PAGE TEXT:
A coronary stent is a treatment that opens up blocked arteries to allow more blood to flow to the heart muscle.
A coronary stent, once inserted, allows more blood to flow to the heart muscle and is good at relieving symptoms of chest pain and shortness of breath. During a heart attack, a coronary stent can improve outcomes and stabilise the artery that is blocking off if placed in time.
Your cardiologist may ask you to have blood test and fast for 6 hours prior to the coronary angiogram and coronary stent. You will likely stay overnight, so bring personal belongings that you require. You will need to arrange transport after your procedure for the next day as you will not be able to drive. Your cardiologist may ask you to hold some medications the day of the coronary stent. You will be asked to sign a consent form after having the risks and benefits of the coronary stent explained to you.

WORK ORDER 1: According to the coronary stent text, for how many hours might a patient be asked to fast before the procedure?
WORK ORDER 2: Extend the coronary stent text, picking up after its final sentence.
The entries that follow are drawn from a separate source unrelated to the coronary stent text.

GIVEN INFORMATION:
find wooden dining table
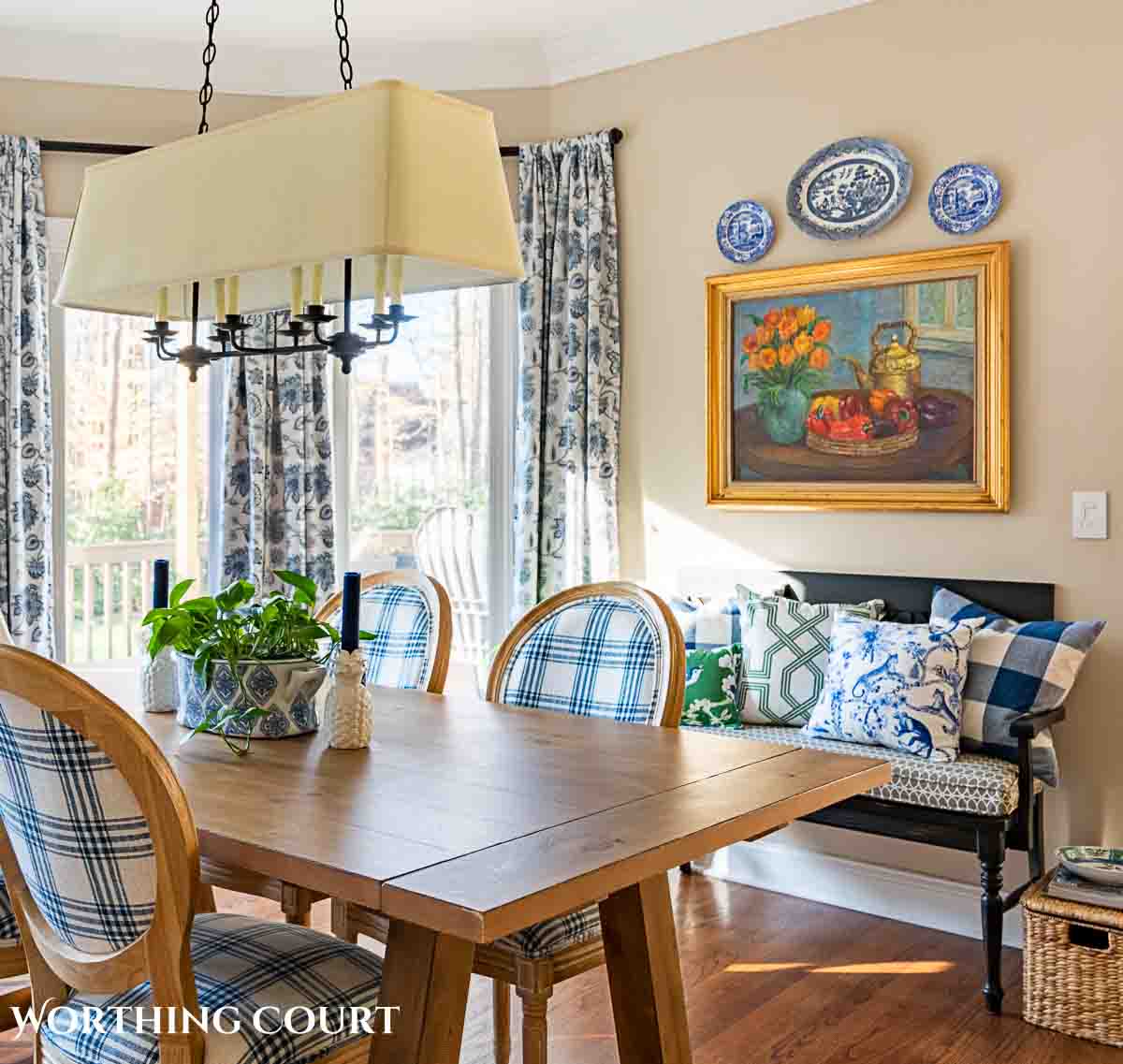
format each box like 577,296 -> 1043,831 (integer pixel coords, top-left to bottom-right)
135,689 -> 889,1064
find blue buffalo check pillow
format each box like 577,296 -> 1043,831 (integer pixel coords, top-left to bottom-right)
932,587 -> 1106,787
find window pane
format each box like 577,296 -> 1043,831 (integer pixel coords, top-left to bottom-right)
917,281 -> 948,326
348,288 -> 490,692
955,277 -> 975,328
63,310 -> 208,663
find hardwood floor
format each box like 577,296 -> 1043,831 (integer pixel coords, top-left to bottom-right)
0,873 -> 1104,1064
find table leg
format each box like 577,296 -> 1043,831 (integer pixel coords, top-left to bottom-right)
371,920 -> 475,1064
601,873 -> 691,1064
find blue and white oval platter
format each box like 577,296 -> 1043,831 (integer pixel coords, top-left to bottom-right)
927,163 -> 1001,236
787,137 -> 912,240
718,199 -> 776,263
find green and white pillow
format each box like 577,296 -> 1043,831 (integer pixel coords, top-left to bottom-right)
679,643 -> 741,727
737,588 -> 885,727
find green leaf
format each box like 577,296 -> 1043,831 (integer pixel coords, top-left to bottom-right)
168,579 -> 196,609
273,569 -> 318,607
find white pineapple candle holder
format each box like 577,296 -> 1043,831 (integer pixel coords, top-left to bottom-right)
325,649 -> 374,750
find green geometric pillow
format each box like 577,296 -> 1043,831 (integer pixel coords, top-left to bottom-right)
680,643 -> 741,727
737,591 -> 885,727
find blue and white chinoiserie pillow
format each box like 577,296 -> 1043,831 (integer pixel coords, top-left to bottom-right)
670,585 -> 785,651
932,587 -> 1106,787
737,585 -> 885,727
804,613 -> 983,761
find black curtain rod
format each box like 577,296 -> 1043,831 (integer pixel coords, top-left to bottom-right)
39,129 -> 624,158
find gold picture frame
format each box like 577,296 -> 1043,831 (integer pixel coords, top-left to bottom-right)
707,241 -> 1010,512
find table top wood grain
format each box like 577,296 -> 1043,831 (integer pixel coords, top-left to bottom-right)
135,689 -> 889,941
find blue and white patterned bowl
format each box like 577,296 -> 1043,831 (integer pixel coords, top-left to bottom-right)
927,163 -> 1001,236
175,652 -> 327,738
1057,846 -> 1123,887
787,137 -> 912,240
718,199 -> 776,264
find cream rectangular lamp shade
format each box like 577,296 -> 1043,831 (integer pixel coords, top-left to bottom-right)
57,80 -> 522,319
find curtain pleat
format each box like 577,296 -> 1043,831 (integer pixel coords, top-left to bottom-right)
223,311 -> 336,595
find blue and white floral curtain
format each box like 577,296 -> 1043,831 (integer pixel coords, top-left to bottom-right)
0,136 -> 55,658
223,311 -> 336,593
513,131 -> 620,613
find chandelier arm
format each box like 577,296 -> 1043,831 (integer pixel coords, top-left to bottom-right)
336,0 -> 355,92
198,0 -> 219,134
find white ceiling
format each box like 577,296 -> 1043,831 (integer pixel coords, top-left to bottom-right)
0,0 -> 869,95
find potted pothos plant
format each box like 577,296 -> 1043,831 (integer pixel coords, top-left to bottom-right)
144,569 -> 371,755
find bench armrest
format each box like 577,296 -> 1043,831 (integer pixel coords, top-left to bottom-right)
1010,706 -> 1065,741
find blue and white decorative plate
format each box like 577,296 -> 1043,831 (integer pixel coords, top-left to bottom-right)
718,199 -> 776,263
1057,846 -> 1123,887
927,163 -> 1001,236
787,137 -> 912,240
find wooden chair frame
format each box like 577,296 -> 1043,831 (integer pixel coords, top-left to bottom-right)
0,647 -> 371,1064
331,581 -> 686,1064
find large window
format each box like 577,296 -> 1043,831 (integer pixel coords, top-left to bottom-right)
51,219 -> 516,689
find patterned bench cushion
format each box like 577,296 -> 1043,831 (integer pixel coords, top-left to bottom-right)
0,872 -> 19,950
41,912 -> 382,1064
495,902 -> 597,961
685,725 -> 1041,816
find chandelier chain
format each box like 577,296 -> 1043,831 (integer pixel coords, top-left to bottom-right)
336,0 -> 355,90
198,0 -> 219,134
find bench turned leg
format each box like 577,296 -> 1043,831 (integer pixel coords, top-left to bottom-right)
977,829 -> 1006,1015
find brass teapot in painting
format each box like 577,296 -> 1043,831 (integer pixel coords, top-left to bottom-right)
843,320 -> 920,400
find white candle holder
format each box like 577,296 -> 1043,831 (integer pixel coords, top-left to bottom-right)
140,647 -> 180,713
324,649 -> 374,750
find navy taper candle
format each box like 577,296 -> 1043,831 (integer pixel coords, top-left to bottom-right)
152,558 -> 170,609
339,573 -> 359,651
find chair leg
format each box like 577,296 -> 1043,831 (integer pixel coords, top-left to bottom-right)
331,897 -> 358,944
492,979 -> 511,1064
977,828 -> 1006,1015
281,883 -> 313,927
516,958 -> 554,1064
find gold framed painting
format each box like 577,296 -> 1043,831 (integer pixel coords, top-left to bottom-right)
707,241 -> 1010,511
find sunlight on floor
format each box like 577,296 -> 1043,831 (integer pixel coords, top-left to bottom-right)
725,961 -> 955,975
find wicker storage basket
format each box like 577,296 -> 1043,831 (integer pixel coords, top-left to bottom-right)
1022,872 -> 1123,1046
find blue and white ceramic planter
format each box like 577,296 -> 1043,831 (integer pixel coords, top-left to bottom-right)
718,199 -> 776,264
787,137 -> 912,240
175,653 -> 327,738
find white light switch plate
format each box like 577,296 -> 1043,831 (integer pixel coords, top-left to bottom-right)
1072,491 -> 1107,540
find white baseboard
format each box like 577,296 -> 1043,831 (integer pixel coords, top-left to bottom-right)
706,842 -> 1022,950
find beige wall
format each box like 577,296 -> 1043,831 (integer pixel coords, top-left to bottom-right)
551,0 -> 1123,882
0,78 -> 548,216
0,0 -> 1123,882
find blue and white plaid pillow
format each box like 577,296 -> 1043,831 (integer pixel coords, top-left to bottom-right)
499,595 -> 664,724
932,587 -> 1106,787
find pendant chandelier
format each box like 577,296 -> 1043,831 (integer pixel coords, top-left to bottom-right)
56,0 -> 522,381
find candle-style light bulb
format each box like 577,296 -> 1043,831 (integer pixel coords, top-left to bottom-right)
214,277 -> 226,326
288,266 -> 304,317
389,255 -> 402,306
374,255 -> 386,314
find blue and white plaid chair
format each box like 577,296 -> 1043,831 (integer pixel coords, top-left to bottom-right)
0,648 -> 382,1064
316,569 -> 453,694
475,582 -> 686,1064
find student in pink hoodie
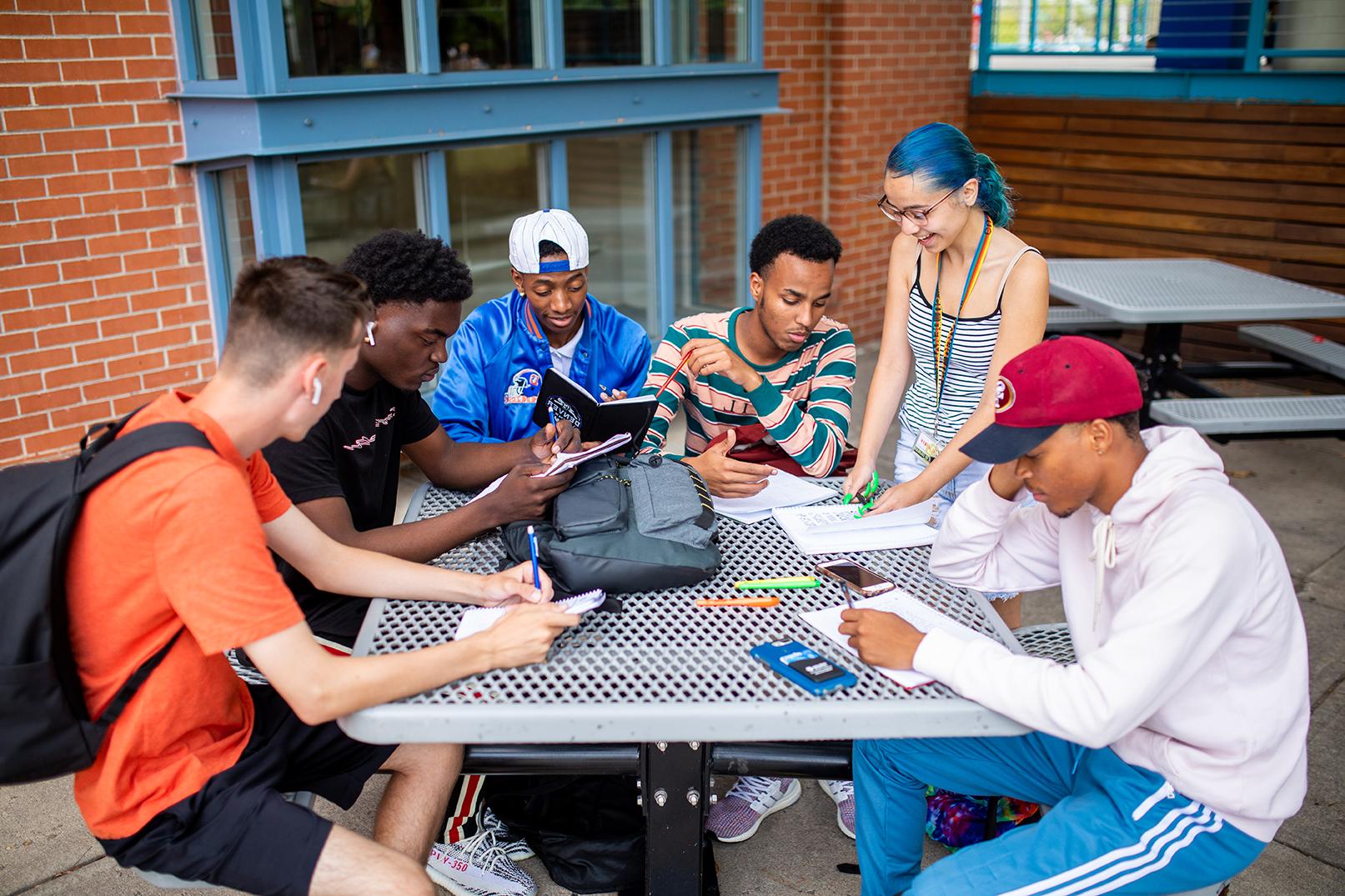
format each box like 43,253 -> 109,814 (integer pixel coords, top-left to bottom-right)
841,337 -> 1308,896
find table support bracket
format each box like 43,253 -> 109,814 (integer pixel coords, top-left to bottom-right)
640,741 -> 718,896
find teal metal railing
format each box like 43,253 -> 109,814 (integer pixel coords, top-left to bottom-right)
978,0 -> 1345,73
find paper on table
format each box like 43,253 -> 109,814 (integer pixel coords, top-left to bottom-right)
799,588 -> 996,688
454,588 -> 606,640
715,469 -> 836,522
533,432 -> 630,476
796,503 -> 935,534
775,504 -> 939,554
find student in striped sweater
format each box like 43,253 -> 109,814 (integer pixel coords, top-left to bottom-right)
645,215 -> 854,843
643,215 -> 854,498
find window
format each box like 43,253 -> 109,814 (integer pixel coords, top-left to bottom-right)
299,155 -> 421,265
673,128 -> 744,318
671,0 -> 748,64
191,0 -> 238,81
285,0 -> 414,78
566,133 -> 659,331
562,0 -> 654,68
439,0 -> 537,72
180,0 -> 779,333
215,167 -> 257,292
444,143 -> 547,315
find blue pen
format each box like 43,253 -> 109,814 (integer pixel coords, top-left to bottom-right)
527,526 -> 542,591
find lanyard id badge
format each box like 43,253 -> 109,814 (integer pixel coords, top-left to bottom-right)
911,423 -> 944,467
912,215 -> 996,467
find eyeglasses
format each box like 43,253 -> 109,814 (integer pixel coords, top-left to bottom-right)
877,187 -> 959,228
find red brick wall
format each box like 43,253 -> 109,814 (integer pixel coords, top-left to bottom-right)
761,0 -> 971,342
0,0 -> 213,464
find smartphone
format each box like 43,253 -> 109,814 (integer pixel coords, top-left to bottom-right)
815,559 -> 896,598
752,640 -> 860,697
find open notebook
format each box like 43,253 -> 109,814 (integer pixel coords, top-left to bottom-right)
799,588 -> 996,688
454,588 -> 606,640
715,469 -> 834,523
533,368 -> 659,448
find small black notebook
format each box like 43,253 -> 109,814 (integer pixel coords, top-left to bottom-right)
533,368 -> 659,451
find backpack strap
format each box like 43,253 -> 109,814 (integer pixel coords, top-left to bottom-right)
75,414 -> 215,730
93,627 -> 186,730
75,420 -> 215,493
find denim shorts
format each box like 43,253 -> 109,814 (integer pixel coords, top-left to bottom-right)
891,427 -> 1018,600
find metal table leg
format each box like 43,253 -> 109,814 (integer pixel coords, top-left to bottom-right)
1139,323 -> 1181,406
640,741 -> 718,896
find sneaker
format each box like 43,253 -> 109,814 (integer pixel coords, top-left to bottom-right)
480,808 -> 535,863
705,778 -> 803,843
818,780 -> 854,839
425,828 -> 537,896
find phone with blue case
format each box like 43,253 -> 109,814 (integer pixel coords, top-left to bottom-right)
752,640 -> 860,697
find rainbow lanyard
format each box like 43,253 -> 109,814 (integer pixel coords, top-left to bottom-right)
930,215 -> 996,438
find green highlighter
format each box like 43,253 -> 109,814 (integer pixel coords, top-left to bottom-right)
841,469 -> 881,519
733,576 -> 822,591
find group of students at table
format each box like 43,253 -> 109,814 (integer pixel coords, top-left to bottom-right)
68,123 -> 1308,896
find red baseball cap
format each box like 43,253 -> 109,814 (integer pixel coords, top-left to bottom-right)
961,337 -> 1145,464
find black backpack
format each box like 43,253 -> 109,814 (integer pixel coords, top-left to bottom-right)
0,417 -> 213,784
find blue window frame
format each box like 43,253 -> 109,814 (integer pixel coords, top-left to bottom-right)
172,0 -> 780,344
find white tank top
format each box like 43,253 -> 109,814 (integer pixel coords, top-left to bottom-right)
897,246 -> 1037,443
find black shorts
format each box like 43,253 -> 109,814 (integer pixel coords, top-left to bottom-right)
99,685 -> 397,896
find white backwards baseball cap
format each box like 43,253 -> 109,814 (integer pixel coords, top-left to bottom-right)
509,208 -> 588,273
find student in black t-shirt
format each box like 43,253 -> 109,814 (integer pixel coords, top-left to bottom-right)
263,230 -> 579,647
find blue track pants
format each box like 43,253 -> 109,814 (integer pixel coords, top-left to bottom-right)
854,733 -> 1266,896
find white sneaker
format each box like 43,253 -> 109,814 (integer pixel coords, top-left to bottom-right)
818,780 -> 854,839
705,778 -> 803,843
480,808 -> 535,863
425,828 -> 537,896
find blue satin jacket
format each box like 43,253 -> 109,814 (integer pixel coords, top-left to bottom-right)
430,289 -> 654,441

RESPONSE AREA 1: Six hours.

RESPONSE AREA 2:
A coronary angiogram is performed prior to the stent being inserted to examine the coronary artery blockage and the coronary stent’s proposed position. A pressure wire device may be inserted to confirm the severity of the coronary blockage at the time of coronary angiogram. If the pressure wire is abnormal or the artery critically narrowed, then a coronary artery stent may be considered as an option to open up the coronary artery. Another option may be coronary artery bypass surgery.
Once the decision to go ahead with the coronary stent procedure has been made by the interventional cardiologist, you will be given two antiplatelet medications to stop your blood from clotting. The stent, loaded onto a balloon catheter, is then placed though the coronary blockage. The balloon is then inflated to deploy the coronary stent. You may experience brief chest discomfort during this time. After the stent is deployed, the placement is then checked. Multiple coronary stents may be placed during the same procedure depending on the nature of your coronary arteries. Upon completion of the coronary stent, insertion of the catheters will be removed and a clamp placed on the arterial puncture site until the artery heals over – usually an hour. You will move to a recovery room where you will need to rest for a few hours. Your cardiologist will arrange a review to discuss the coronary stenting.
Following the procedure, you will remain in hospital overnight and will need to continue on the two antiplatelet medications started for a minimum of 12 months.